## [Saved data entries]
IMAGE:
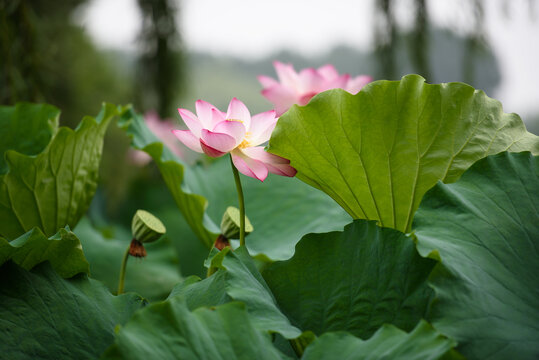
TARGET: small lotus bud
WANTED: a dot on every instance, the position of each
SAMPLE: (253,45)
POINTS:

## [ACTION ITEM]
Leave out the images and transcribe all the records exactly.

## [RESPONSE TO THIS EXERCISE]
IMAGE:
TARGET: small lotus bud
WANTED: a dot on every instance, the position of each
SAMPLE: (253,45)
POINTS:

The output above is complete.